Among the entries that follow, the required portion opens with the line containing "[outline] region of window muntin" and closes with the line containing "[outline] region of man pulling aircraft". Give that portion again exactly, and nothing else.
_ _ _ _ _
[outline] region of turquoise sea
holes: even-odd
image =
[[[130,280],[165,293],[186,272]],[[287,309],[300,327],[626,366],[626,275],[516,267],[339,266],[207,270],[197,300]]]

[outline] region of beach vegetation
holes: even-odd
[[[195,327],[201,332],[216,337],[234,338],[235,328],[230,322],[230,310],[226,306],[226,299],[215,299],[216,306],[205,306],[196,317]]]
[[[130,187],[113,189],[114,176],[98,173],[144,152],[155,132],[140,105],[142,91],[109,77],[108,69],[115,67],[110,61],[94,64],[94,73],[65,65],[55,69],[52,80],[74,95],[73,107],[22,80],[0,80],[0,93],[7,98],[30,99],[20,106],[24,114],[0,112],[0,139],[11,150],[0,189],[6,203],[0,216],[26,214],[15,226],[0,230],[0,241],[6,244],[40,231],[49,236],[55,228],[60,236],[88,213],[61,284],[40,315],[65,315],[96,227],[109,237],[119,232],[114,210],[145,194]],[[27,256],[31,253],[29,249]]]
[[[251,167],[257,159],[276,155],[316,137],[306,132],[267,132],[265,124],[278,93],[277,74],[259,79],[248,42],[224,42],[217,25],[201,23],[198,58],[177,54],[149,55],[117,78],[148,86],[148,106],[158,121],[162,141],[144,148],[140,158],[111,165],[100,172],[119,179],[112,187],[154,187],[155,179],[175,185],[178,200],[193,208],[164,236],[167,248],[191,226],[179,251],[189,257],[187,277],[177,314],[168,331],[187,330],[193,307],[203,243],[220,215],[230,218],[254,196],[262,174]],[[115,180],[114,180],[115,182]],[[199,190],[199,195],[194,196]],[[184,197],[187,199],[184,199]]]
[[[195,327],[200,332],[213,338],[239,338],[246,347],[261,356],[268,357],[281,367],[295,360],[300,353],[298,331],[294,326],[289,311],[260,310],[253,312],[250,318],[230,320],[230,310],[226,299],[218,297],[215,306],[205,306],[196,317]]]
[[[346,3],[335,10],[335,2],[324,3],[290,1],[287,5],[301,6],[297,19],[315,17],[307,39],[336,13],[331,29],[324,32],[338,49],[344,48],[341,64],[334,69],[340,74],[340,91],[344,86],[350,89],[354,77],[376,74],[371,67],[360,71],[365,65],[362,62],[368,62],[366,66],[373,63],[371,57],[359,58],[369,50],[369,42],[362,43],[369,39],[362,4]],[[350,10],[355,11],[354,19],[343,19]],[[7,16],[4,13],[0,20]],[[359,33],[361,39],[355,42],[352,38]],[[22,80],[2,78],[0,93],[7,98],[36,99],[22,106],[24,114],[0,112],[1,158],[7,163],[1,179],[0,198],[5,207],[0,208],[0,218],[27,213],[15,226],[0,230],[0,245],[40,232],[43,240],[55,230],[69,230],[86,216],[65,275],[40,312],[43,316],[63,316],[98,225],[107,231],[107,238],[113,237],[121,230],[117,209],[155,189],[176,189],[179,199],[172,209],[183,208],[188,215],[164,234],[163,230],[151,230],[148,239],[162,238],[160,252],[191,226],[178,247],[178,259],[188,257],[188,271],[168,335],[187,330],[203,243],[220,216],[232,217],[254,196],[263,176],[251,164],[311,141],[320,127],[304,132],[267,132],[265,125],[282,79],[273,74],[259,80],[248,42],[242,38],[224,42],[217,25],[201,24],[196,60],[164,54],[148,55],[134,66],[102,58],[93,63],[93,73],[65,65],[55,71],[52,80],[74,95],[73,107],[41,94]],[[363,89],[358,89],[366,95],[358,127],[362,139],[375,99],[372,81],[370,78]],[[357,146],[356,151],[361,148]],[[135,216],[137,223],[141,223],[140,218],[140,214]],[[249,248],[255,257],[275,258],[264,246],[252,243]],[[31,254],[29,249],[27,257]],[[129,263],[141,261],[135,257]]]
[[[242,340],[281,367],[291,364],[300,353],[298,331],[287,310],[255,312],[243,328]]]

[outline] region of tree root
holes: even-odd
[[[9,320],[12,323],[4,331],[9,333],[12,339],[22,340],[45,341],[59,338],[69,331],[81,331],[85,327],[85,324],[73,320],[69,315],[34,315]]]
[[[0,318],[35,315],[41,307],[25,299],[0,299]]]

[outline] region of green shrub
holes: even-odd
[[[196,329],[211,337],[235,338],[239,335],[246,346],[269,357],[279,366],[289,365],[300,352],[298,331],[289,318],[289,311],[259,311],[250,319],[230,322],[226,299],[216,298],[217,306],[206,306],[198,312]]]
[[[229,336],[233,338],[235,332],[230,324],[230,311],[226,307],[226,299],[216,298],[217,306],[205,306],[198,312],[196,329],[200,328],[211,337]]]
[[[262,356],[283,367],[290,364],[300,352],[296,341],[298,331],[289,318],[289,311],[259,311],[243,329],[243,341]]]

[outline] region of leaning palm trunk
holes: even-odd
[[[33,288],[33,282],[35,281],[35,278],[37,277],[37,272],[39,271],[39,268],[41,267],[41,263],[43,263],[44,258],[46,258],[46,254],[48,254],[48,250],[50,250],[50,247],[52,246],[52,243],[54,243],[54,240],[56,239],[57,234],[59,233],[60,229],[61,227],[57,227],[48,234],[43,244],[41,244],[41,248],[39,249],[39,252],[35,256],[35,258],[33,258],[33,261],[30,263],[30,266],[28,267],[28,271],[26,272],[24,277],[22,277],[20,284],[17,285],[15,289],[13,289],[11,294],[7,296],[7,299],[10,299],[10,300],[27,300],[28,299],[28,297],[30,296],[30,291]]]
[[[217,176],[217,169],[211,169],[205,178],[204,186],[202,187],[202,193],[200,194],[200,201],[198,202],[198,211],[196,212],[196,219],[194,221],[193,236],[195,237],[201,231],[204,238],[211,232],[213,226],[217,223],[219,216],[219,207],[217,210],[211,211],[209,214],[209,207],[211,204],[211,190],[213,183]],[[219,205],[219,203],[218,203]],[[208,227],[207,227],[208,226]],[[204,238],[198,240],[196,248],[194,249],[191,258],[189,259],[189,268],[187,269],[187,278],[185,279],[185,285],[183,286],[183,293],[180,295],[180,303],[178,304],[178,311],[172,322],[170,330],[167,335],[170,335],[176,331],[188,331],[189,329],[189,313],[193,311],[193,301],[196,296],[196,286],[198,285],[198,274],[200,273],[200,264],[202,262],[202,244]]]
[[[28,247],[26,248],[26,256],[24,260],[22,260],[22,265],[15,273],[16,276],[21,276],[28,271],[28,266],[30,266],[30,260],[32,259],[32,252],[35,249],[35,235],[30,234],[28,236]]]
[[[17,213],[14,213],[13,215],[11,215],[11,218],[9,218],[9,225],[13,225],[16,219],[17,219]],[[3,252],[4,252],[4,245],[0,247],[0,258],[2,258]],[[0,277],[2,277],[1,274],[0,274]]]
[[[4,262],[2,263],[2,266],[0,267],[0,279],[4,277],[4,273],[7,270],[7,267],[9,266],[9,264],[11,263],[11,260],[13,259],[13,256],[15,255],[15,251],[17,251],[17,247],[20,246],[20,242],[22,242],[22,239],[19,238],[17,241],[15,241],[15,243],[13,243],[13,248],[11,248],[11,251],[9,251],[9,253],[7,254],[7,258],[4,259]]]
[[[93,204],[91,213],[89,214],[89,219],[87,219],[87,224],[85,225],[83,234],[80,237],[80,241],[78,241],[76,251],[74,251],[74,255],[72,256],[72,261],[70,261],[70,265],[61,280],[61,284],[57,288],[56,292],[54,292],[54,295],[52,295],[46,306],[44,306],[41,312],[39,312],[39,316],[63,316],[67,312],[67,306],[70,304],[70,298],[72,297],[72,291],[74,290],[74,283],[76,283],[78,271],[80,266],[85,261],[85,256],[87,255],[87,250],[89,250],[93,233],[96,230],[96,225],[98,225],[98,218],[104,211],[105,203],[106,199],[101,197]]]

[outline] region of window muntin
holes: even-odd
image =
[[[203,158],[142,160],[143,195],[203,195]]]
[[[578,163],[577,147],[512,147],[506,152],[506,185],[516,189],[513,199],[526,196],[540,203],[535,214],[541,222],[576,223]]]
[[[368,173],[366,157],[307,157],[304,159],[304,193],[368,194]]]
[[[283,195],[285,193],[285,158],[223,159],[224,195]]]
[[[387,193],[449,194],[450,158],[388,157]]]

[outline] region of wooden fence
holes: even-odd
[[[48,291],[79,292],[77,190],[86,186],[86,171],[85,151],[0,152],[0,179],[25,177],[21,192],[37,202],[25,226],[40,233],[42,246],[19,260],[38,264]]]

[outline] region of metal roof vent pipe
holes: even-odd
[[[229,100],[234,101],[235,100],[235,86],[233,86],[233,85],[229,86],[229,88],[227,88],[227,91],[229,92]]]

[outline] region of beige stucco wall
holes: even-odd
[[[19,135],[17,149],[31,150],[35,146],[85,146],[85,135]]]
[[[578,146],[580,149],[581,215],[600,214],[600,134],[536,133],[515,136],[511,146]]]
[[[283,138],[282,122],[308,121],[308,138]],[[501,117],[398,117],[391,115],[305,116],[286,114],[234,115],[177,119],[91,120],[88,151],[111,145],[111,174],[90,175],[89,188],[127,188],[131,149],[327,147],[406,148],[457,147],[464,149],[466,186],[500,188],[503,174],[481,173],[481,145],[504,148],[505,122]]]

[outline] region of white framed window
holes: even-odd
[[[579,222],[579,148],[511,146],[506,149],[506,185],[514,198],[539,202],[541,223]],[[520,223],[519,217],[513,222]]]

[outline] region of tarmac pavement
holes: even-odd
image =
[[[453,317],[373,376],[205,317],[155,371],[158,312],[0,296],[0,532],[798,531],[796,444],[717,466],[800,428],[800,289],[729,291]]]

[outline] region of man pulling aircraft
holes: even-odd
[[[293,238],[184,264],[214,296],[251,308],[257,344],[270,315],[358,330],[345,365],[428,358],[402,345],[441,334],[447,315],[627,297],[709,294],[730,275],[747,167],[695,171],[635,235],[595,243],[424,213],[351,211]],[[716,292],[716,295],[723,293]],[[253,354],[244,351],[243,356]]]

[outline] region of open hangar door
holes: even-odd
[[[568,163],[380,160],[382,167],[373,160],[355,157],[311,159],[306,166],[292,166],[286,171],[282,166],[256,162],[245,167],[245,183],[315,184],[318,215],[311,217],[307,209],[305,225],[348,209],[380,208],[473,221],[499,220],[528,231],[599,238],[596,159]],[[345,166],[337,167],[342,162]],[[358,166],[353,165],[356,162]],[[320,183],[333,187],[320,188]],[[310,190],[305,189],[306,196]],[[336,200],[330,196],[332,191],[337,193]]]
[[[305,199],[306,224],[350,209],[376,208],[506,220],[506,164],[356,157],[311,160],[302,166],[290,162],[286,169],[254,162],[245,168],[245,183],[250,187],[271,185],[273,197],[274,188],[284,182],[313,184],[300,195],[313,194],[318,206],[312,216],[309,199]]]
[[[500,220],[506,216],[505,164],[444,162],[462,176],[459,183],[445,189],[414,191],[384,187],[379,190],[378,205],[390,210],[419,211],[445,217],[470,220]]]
_ _ _ _ _
Response to this exercise:
[outline] region of window muntin
holes: even-odd
image =
[[[203,158],[142,160],[143,195],[203,195]]]
[[[578,163],[577,147],[512,147],[506,152],[506,185],[516,189],[513,199],[526,196],[540,203],[535,214],[541,222],[576,223]]]
[[[368,173],[366,157],[307,157],[304,159],[304,193],[368,194]]]
[[[283,195],[285,193],[285,158],[223,159],[224,195]]]
[[[387,193],[449,194],[450,158],[388,157]]]

[outline] region of wooden fence
holes: even-odd
[[[48,291],[79,292],[77,190],[86,186],[86,171],[85,151],[0,152],[0,179],[25,177],[21,192],[37,202],[25,226],[40,233],[42,246],[19,260],[38,264]]]

[outline] region of metal roof vent pipe
holes: even-odd
[[[229,100],[234,101],[235,100],[235,86],[233,86],[233,85],[229,86],[229,88],[227,88],[227,91],[229,92]]]

[outline] region of beige stucco wall
holes: even-odd
[[[19,135],[17,149],[31,150],[35,146],[85,146],[85,135]]]
[[[578,146],[580,149],[581,215],[600,214],[600,134],[536,133],[515,136],[511,146]]]
[[[283,138],[282,122],[308,121],[308,138]],[[501,117],[398,117],[391,115],[305,116],[286,114],[234,115],[177,119],[91,120],[88,151],[111,145],[111,174],[90,175],[89,188],[127,188],[131,149],[327,147],[406,148],[457,147],[464,149],[466,186],[500,188],[503,174],[481,173],[481,145],[504,148],[505,122]]]

[outline] region of white framed window
holes: even-odd
[[[579,222],[579,148],[511,146],[506,149],[506,185],[514,198],[539,202],[541,223]],[[520,223],[519,217],[513,222]]]

[outline] region of tarmac pavement
holes: even-odd
image =
[[[453,317],[373,376],[205,317],[155,371],[158,312],[0,296],[0,532],[798,531],[796,444],[717,466],[800,428],[800,289],[729,291]]]

[outline] region of man pulling aircraft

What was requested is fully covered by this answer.